Data for this exercise:
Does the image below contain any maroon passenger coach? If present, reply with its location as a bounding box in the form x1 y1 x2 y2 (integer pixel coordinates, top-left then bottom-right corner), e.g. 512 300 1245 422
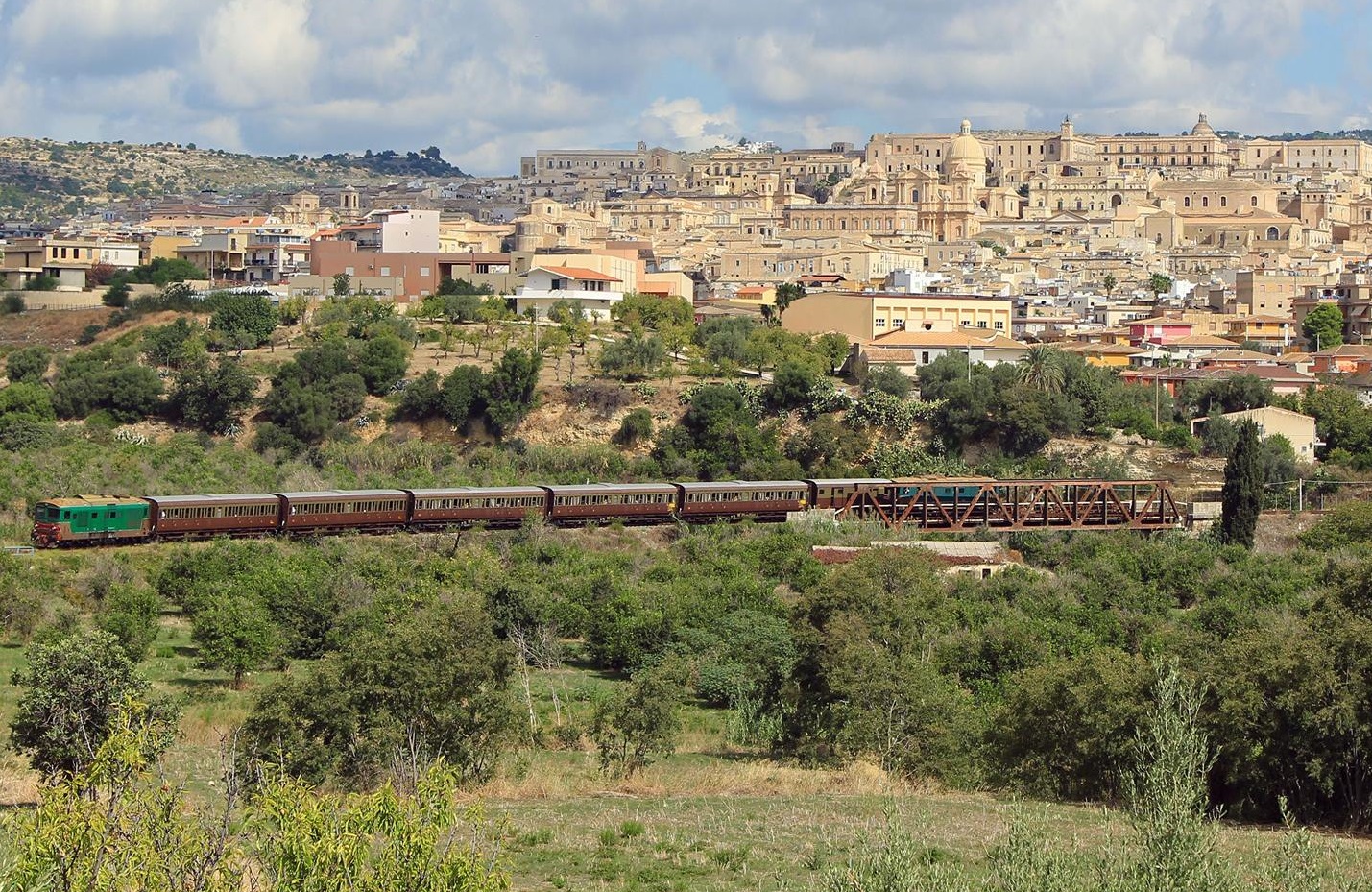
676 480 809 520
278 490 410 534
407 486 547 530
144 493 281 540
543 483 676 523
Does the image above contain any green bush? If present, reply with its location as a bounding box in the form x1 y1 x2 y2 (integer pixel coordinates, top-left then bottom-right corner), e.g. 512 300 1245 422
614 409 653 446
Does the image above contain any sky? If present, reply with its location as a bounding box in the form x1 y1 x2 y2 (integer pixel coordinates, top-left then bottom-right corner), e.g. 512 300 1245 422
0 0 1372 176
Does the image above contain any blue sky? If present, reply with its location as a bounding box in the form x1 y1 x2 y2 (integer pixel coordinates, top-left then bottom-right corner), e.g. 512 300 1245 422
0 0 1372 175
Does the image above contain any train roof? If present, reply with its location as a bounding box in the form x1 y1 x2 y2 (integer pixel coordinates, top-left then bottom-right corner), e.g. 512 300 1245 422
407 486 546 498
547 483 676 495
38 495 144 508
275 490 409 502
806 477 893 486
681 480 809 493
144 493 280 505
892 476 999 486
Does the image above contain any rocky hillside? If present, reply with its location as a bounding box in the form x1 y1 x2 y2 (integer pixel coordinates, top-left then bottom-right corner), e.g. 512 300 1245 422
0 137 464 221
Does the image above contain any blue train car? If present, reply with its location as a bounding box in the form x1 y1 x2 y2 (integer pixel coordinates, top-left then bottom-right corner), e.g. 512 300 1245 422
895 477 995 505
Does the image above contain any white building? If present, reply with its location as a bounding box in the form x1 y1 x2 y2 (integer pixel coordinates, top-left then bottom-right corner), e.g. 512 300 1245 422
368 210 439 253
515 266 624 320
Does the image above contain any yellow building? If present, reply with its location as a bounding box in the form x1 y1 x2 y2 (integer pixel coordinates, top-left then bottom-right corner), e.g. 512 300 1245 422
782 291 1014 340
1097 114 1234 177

Written exercise: Copy every line of the data from its start through the line containing "0 0 1372 176", inclusive, and offset each bounding-box coordinate in the answers by +116, leaving all other text unchanged. Leave the pictures out.

Problem solution:
Does the image below contain any maroon passenger coach? If present, reply with its location as a bounding box in the form x1 y1 x2 y2 (integer pixel coordinates, top-left then bottom-right corner), e.g. 512 300 1245 422
792 596 925 636
394 606 526 650
523 602 663 646
260 609 397 656
659 599 792 639
Does the image above contain any green bush? If present, reply with its location as a bounding box in the form x1 y1 x2 y2 (integer pixel coordinates, top-left then bottom-right corner), e.g. 512 300 1245 422
730 525 769 562
Does the image above contain any sky? If present, reply with its location as a bounding box in the form x1 y1 x2 y2 (integer pixel coordinates, top-left then bottom-right corner), e.g. 512 300 1245 422
116 116 1488 292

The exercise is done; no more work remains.